### GOAL OF THE EXERCISE
Please retype the entries that follow exactly as they are, leaving the images behind.

### STORED DATA
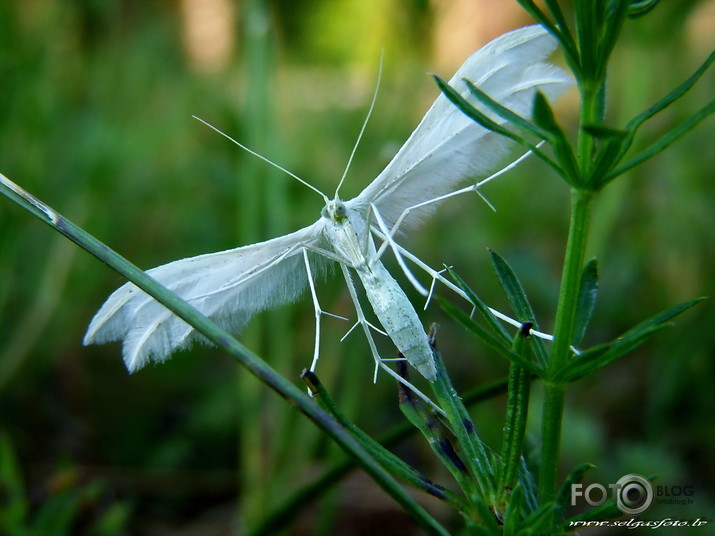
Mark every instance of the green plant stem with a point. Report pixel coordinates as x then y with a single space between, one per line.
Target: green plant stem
563 338
221 338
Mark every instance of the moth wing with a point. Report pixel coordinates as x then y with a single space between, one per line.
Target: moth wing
229 287
447 148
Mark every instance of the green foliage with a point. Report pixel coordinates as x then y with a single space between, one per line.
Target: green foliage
140 174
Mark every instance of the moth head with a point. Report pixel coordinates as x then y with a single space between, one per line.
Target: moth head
335 210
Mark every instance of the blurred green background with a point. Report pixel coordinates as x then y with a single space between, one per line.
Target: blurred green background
96 98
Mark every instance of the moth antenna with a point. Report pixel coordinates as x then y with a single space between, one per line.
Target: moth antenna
364 124
254 153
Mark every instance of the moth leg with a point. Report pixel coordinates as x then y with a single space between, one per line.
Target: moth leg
389 240
471 188
437 275
371 342
318 311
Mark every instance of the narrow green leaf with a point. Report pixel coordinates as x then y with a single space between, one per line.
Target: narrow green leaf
560 30
588 21
296 503
471 112
544 118
519 302
393 464
685 127
474 454
613 23
517 407
604 354
586 300
487 338
505 113
439 440
482 308
635 123
605 132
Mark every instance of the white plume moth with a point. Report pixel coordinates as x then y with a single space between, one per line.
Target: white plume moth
446 149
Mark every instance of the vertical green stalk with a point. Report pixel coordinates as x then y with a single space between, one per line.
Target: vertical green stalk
574 259
563 338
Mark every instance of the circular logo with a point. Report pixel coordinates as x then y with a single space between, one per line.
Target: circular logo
634 494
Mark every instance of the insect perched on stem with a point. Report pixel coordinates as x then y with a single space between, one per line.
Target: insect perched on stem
446 149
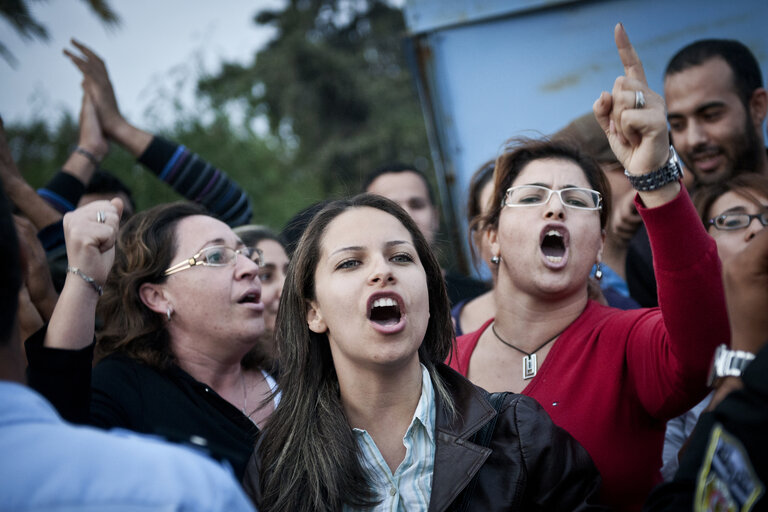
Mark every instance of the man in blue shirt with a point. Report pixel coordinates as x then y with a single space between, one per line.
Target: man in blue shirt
48 464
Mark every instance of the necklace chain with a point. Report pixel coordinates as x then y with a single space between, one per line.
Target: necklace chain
245 393
530 364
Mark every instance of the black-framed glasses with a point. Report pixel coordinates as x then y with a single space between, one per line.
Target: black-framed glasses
731 221
535 195
216 256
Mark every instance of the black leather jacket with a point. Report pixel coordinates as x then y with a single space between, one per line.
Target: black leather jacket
530 465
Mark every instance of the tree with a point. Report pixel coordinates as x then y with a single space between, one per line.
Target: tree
334 84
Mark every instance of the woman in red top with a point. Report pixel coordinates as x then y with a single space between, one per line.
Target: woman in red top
611 378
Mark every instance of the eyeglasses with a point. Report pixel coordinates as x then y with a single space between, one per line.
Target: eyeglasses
535 195
217 256
732 221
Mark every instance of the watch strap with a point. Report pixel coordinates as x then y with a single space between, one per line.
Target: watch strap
667 173
729 363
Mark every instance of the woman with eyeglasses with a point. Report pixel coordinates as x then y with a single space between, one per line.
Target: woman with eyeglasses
734 211
181 311
611 378
370 418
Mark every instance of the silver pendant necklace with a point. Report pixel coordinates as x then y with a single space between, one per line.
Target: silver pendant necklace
530 365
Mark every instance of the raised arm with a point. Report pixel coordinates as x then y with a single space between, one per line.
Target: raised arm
20 192
90 233
186 172
668 351
64 190
97 84
634 119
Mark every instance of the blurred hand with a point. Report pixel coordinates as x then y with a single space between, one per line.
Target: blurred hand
91 244
96 83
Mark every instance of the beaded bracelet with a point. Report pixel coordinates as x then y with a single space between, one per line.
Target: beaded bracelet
88 279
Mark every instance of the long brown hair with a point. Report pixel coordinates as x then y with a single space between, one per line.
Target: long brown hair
310 460
145 247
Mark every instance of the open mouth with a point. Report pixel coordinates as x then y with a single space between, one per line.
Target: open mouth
553 246
385 312
249 298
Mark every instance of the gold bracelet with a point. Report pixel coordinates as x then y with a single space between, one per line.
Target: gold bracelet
88 279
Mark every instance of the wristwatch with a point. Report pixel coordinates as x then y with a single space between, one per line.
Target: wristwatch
667 173
728 363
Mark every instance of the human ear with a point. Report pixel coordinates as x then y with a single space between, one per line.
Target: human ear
758 106
493 241
315 319
153 296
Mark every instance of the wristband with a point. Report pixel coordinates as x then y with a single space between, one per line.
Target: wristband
90 156
88 279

### TASK ANSWER
Mark every instance of the green plant stem with a point. Report pixel coordinates as x then y with a single space between, one per line.
Target: green plant stem
563 338
221 338
Mark every instance of the moth wing with a point. Report pixel coordinates as x then y with a single space between, one per line.
Target: moth wing
229 287
447 148
Mark every instance of the green foliage with a point. Report pixel coordinates as x then y with a single space between, one per line.
Target: green foliage
140 174
Mark every instance of the moth head with a point. Report pixel coordinates as x then y with a single space between, one per line.
Target: moth head
335 210
Mark every instance of the blurred green background with a point. Report pixel coordinates as x then y with a single space between, one per line.
Target: blurred green background
96 98
Mark every instance of the moth antenna with a point. Report pixel coordinates as x then y with a single space between, one per line.
Target: moth antenna
364 124
254 153
Mark every instance of the moth leg with a point. Report pixel coordinates as x then y with a single space between, one per line.
Target: moth leg
389 240
471 188
437 275
371 342
318 311
Mark every instance of the narrow green leaf with a point. Report pixel coordinates as x then y with a single space between, one per line.
Target: narrow green leaf
560 30
588 21
296 503
471 112
544 118
519 302
393 464
685 127
474 454
613 23
517 407
604 354
586 300
487 338
505 113
439 440
482 308
635 123
605 132
Mark every instance of the white plume moth with a point. Report pixel coordinates as x then y with a single space between, one per line.
Target: white plume moth
446 149
Mark every instance of the vertical green stalk with a point. Report pixel coordinates as x then y with a single space between, one per line.
Target: vertical green stalk
574 259
563 338
Mark every instance of the circular logo with a point. Report pixel coordinates as x then y with a single space between, one per line.
Target: circular logo
634 494
Mark every instance of the insect perched on stem with a point. Report pixel coordinates as x then y with a single space between, one per line.
Target: insect perched on stem
446 149
Mark every instance of the man in blue shirt with a point. Report pixel coordinates as x then y with a single space between, one per line.
Target: man in blue shirt
48 464
Mark every instance of the necklace chain with a point. Report pixel coordinates as x then y with a single space between, one per line.
Target: necklace chain
245 393
530 364
Mark every instance of the black-framed glasses with a point. Report pixel coordinates as x then y with a single space between, one per line.
Target: black-framed glasses
731 221
535 195
216 256
Mark every instance of the black leather jacket with a point. Report pixel coordinates as x then y with a single space between, one per line.
Target: black leather jacket
530 465
Mark every instance of the tree with a point. Report pixel coordinates as x then y with a single space between, one per line.
Target: tree
334 84
Mark every instance of the woman in red top with a point. Report pixel coordinates as x then y with a single space between, one per line.
Target: woman in red top
611 378
Mark every instance of the eyeglasses with a point. Report pixel coordinates as x then y with a single space between, one per line.
Target: eyeglasses
535 195
217 256
732 221
Mark every instance of the watch strap with a point. Report pixel coordinates as x then y with a single space between, one per line.
Target: watch strap
667 173
729 363
Mark every instance of the woman with eyeglasses with a point. Report pixel coordinates as x then y with a single space between, one per line.
Target: woman with eyeglasses
734 211
181 311
611 378
370 418
Mark every instance of the silver pendant necklace with a point. Report pixel coordinates as x then y with a single space between, one per line.
Target: silver pendant necklace
530 365
Mark every instance of the raised arm with a point. Report pixel coordinates as x then y with a single space between, one per line.
Target: raised arm
20 192
90 233
186 172
668 351
64 190
97 84
634 119
Mark every instance of the blurred hand with a point. Report pixel coordinates as x then y with a single space between, one per line.
Target: blurred hand
91 244
96 83
Mark every instance of the beaded bracelet with a point. Report pixel coordinates as x then y with a single space between, one per line.
Target: beaded bracelet
88 279
Mark every instance of the long brown hair with a point. Report pixel coordinates as x then y with a single space between, one per line.
Target: long brown hair
310 460
145 247
Mark every instance of the open mouth with a point. Report pixel coordinates as x then y with a single space between, one per line.
Target: open mouth
553 246
385 312
249 298
Mark every instance of the gold bracelet with a point. Report pixel coordinates as x then y with a single space between, one per line.
Target: gold bracelet
88 279
Mark every instance of the wristwatch with a point. Report pixel coordinates as x then y with a single space between, one per line.
Target: wristwatch
667 173
728 363
Mark every instance of the human ear with a point. Report pixel coordinates as x then y with a single space between, one per line.
Target: human ear
758 106
493 241
315 319
153 296
Mark every instance of the wristband with a point. Report pixel coordinates as x then y with a single space between, one per line.
Target: wristband
90 156
88 279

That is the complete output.